───── Exercise material ─────

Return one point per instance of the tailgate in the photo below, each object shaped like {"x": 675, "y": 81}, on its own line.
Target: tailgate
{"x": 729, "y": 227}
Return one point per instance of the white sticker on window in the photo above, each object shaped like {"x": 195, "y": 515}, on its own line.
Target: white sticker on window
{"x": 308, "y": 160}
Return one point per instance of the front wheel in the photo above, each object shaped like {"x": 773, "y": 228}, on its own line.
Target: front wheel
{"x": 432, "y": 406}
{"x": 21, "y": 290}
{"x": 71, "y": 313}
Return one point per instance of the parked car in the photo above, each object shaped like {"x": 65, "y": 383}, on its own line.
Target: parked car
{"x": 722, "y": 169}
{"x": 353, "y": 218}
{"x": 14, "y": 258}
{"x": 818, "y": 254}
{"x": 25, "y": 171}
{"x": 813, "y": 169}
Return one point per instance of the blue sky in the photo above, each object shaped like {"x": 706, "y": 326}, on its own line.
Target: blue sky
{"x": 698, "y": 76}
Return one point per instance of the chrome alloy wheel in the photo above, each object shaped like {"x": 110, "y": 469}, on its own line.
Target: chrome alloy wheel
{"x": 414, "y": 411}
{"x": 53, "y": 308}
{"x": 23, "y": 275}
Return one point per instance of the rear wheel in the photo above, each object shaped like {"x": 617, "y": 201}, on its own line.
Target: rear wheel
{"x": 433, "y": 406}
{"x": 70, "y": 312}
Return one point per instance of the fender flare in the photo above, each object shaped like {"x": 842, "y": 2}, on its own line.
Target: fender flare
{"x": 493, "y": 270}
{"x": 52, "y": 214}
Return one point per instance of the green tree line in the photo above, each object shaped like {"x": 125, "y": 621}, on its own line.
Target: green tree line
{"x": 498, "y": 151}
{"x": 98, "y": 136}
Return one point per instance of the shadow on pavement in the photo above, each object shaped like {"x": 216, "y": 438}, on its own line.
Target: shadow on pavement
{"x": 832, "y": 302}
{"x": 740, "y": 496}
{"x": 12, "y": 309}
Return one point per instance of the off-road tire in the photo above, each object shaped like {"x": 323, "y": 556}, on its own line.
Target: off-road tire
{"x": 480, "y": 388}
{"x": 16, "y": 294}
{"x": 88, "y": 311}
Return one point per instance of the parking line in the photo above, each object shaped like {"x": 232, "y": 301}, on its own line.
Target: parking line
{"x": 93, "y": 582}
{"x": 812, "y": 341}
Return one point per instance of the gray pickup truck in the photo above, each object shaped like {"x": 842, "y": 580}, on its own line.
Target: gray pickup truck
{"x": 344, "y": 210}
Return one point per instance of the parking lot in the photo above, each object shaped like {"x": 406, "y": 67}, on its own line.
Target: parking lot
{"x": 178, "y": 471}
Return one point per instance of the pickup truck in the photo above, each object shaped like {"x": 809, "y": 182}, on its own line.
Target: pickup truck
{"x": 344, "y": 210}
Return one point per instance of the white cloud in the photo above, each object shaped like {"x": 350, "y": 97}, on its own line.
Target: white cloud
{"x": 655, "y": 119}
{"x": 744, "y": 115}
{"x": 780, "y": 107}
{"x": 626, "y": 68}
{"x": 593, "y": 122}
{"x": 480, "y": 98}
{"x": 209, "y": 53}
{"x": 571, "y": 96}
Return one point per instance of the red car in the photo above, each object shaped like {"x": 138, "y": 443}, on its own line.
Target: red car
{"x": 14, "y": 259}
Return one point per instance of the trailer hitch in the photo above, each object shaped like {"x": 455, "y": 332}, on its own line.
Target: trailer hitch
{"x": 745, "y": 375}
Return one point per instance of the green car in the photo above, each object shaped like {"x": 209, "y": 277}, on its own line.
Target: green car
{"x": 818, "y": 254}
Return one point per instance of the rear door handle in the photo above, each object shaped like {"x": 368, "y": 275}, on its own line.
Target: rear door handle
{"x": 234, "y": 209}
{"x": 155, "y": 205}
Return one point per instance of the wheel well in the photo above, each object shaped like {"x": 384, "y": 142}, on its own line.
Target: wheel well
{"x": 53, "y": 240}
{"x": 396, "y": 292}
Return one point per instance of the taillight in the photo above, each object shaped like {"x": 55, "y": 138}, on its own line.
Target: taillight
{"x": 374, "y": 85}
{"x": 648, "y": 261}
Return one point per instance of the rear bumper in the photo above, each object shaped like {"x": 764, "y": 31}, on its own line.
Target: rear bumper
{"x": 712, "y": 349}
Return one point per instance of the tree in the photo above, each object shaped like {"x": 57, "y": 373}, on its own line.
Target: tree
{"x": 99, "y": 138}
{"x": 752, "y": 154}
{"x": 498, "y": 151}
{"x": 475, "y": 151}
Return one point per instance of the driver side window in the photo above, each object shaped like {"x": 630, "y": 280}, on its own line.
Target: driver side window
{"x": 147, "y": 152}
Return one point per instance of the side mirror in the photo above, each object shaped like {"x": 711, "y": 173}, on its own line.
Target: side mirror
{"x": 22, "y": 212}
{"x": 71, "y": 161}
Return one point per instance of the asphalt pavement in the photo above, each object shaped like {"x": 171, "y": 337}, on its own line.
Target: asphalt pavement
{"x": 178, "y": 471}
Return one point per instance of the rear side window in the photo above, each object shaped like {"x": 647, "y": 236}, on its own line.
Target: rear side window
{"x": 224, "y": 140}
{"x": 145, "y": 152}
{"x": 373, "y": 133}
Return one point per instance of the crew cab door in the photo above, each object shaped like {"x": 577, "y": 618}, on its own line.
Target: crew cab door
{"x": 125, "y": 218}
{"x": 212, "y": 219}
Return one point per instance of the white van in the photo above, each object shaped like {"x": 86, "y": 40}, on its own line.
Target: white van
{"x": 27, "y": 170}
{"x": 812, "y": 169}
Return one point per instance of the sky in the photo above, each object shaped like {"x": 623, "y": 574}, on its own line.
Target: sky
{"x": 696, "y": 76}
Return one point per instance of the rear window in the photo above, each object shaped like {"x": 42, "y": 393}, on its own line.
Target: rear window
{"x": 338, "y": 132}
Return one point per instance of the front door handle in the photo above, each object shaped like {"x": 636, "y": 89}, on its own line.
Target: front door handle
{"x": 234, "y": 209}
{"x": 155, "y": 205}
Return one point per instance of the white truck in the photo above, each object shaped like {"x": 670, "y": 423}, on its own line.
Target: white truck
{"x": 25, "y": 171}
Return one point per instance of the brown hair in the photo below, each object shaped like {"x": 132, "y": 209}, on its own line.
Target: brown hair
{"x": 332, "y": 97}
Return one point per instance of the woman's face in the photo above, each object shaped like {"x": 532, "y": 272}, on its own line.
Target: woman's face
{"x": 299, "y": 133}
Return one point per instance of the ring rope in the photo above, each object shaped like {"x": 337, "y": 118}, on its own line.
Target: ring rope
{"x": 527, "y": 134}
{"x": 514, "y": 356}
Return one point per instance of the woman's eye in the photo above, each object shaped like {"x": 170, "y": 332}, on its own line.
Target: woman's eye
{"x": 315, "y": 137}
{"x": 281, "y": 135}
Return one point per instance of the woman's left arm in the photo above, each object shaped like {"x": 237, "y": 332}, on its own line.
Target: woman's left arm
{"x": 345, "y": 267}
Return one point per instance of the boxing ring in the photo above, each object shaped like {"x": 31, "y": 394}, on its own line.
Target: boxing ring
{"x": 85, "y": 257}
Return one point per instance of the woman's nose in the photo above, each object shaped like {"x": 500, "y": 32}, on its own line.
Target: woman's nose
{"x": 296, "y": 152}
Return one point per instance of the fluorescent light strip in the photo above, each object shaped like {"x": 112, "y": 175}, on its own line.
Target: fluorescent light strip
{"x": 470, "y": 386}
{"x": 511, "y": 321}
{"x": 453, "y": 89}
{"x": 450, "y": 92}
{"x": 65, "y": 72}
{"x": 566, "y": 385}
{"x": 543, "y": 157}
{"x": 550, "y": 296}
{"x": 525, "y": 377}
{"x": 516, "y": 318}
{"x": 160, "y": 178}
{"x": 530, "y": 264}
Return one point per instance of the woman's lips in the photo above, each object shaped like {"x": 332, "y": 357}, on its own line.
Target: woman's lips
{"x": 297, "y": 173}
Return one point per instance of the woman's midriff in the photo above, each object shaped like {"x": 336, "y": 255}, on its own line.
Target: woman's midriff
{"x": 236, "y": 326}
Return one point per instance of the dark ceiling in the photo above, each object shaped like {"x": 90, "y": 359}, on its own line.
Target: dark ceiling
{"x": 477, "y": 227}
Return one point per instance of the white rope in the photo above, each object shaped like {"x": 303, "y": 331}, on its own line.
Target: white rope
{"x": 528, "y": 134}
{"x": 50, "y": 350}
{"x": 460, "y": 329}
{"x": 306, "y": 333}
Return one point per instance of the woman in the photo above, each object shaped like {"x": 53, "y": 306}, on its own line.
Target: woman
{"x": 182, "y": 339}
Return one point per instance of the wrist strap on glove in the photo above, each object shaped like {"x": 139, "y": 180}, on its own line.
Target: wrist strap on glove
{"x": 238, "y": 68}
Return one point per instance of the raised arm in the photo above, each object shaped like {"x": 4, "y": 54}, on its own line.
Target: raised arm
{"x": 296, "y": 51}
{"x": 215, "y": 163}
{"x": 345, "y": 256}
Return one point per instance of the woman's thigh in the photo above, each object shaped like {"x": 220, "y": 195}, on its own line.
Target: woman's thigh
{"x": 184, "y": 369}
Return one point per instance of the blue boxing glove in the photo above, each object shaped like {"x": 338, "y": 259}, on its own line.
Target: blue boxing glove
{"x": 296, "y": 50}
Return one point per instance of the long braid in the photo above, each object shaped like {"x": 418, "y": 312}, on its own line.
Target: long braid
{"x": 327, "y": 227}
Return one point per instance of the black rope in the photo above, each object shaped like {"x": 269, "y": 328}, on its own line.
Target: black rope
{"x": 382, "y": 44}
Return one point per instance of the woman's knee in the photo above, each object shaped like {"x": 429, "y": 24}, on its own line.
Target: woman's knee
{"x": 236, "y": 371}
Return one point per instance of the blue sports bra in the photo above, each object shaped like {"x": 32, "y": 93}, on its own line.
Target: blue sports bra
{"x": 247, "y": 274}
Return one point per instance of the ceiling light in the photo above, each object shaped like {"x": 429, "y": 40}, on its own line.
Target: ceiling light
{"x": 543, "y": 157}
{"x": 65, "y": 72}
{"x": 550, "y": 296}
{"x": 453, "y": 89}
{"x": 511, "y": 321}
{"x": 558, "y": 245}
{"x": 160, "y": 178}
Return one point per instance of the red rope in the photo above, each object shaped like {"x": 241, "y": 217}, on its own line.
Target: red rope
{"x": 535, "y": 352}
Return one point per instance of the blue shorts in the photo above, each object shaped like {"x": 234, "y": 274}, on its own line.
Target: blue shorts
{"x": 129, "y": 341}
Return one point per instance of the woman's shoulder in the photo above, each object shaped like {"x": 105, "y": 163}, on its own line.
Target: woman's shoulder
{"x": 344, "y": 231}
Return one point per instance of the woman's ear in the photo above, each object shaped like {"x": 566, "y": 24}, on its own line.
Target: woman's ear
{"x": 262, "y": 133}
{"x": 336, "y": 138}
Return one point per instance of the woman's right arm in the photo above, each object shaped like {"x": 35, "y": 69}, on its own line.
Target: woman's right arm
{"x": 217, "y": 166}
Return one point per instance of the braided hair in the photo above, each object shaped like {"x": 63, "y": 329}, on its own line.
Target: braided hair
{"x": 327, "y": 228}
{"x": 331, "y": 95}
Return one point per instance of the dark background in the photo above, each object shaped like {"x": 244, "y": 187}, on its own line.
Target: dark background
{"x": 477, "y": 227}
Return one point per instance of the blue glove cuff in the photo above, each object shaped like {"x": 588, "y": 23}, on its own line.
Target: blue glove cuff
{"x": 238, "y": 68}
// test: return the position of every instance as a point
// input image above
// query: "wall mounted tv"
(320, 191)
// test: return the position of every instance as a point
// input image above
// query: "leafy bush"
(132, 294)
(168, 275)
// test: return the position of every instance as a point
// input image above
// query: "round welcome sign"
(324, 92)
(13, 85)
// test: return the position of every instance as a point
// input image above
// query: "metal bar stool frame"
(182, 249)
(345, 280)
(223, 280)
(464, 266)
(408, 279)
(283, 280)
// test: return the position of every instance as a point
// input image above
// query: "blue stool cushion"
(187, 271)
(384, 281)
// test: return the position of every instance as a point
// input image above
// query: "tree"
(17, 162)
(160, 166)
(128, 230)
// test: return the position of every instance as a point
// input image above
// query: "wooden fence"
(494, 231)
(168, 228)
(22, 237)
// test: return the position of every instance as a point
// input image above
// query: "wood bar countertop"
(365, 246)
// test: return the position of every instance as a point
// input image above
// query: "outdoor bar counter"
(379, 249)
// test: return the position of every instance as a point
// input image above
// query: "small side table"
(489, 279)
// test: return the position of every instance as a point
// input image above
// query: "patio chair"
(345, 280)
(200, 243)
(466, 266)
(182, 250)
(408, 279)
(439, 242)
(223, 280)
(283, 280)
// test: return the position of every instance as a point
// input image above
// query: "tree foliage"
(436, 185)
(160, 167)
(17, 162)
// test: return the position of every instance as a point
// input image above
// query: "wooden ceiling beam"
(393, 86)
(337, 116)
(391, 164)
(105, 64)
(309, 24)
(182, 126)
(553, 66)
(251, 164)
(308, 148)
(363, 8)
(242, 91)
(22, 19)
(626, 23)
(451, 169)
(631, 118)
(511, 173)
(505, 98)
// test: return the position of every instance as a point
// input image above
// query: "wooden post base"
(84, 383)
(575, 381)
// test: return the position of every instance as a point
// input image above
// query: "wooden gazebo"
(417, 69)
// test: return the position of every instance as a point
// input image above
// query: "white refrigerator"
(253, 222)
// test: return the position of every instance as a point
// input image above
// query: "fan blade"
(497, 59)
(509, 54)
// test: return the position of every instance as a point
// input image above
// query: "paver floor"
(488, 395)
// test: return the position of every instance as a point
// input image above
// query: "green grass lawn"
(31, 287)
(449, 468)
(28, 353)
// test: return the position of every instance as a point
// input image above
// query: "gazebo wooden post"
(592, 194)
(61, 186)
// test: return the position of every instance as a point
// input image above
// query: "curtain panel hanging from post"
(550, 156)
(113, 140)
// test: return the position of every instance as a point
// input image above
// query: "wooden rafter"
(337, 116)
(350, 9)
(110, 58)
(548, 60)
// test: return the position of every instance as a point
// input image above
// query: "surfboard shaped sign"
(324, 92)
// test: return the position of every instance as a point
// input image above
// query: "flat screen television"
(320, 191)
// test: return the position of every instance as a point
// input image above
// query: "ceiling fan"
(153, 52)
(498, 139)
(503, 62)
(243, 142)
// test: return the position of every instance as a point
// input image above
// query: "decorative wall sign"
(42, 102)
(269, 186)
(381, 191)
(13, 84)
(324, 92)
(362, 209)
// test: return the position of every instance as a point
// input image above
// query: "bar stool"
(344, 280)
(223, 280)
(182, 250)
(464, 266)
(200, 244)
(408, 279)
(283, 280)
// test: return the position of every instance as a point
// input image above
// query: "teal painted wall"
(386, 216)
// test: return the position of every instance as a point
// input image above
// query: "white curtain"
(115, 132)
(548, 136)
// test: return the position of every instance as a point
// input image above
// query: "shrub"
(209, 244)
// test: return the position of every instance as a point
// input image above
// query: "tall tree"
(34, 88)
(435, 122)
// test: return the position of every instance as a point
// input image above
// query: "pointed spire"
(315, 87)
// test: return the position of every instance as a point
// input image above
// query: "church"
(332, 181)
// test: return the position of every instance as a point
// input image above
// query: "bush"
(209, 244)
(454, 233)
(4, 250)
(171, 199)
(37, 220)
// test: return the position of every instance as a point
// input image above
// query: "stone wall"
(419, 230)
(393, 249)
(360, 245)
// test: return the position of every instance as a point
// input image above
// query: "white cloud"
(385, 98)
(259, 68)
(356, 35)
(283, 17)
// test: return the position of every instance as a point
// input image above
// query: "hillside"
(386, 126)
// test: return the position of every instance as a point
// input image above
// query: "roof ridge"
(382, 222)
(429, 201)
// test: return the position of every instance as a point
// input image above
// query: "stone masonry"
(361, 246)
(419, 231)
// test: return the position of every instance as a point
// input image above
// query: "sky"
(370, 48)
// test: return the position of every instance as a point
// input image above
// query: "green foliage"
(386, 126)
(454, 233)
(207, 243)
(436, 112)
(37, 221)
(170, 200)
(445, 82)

─────

Task directions. If a line above holds "below", count it; say how many such lines there are and nothing else.

Solution for this problem. 2